Coordinate annotation entries
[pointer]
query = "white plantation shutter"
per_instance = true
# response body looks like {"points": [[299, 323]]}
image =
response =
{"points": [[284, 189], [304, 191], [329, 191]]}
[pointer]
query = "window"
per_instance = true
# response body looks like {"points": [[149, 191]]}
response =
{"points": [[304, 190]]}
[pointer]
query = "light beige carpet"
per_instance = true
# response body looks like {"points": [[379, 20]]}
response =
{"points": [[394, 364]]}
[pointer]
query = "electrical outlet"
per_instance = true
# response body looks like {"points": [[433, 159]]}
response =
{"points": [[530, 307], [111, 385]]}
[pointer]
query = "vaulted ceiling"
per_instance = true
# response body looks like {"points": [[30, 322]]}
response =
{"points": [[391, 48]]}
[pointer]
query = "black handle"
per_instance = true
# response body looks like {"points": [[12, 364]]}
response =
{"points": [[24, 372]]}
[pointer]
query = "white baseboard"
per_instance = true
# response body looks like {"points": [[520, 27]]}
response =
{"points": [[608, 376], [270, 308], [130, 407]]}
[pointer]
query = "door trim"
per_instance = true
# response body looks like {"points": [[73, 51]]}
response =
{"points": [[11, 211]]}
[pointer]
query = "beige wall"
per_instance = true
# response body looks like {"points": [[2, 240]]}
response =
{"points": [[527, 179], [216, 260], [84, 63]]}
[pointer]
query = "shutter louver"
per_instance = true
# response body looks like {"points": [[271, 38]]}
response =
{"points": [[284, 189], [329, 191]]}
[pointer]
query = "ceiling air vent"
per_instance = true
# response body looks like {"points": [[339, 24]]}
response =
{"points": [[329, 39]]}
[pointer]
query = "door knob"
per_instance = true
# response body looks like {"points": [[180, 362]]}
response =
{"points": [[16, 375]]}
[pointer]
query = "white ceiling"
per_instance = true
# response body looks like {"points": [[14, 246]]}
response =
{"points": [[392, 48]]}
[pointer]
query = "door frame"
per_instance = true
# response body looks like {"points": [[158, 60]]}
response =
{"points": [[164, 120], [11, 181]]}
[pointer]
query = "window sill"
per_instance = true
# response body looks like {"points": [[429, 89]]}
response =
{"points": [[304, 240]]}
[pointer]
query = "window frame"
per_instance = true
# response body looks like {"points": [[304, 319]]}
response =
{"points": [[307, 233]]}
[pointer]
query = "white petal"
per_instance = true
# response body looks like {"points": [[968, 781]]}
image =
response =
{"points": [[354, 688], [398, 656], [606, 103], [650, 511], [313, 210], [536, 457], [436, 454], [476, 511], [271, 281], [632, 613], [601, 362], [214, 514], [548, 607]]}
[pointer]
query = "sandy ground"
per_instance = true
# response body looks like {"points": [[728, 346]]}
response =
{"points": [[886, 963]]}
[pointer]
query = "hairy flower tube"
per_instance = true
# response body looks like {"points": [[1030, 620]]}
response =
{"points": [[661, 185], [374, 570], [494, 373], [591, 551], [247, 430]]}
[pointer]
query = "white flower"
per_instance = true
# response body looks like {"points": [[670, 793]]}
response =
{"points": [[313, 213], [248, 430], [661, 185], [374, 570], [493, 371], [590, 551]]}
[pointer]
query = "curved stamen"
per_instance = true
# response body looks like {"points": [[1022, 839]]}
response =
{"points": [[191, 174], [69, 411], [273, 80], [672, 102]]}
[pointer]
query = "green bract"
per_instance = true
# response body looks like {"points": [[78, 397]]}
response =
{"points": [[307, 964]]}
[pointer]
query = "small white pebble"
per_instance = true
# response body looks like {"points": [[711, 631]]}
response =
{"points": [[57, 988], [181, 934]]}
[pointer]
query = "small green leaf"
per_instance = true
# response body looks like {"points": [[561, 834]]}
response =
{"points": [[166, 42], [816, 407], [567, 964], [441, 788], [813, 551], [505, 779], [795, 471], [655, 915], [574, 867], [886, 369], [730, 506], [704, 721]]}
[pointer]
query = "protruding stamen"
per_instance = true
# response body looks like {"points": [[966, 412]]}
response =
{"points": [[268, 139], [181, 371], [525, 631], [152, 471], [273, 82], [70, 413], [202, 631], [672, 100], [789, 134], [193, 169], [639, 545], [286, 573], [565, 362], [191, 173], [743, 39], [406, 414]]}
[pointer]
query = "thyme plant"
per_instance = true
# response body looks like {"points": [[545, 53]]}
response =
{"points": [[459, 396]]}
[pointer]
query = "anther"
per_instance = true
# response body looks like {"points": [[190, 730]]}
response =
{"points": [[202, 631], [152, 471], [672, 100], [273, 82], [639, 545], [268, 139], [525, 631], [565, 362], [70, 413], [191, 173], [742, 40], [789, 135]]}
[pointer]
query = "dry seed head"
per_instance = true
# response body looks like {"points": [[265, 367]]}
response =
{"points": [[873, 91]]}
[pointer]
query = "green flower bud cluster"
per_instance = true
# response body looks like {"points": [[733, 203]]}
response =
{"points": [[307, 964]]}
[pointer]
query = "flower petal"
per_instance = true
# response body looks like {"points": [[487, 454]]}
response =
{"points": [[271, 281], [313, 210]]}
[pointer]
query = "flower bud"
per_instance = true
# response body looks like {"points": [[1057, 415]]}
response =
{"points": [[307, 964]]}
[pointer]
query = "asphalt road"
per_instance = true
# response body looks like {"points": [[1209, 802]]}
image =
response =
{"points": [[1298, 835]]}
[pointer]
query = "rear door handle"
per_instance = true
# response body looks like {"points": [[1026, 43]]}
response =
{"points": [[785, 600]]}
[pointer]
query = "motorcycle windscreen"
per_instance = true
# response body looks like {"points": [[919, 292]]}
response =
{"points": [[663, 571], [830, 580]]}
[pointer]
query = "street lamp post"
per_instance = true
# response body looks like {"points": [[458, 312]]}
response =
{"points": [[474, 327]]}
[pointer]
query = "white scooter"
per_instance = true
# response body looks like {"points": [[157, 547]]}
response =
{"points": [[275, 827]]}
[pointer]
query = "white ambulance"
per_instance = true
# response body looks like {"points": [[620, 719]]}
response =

§ **Exercise description**
List every line of the material above that contains the word "small", and copy each such line in full.

§ **Right answer**
query = "small white pebble"
query = "small green leaf"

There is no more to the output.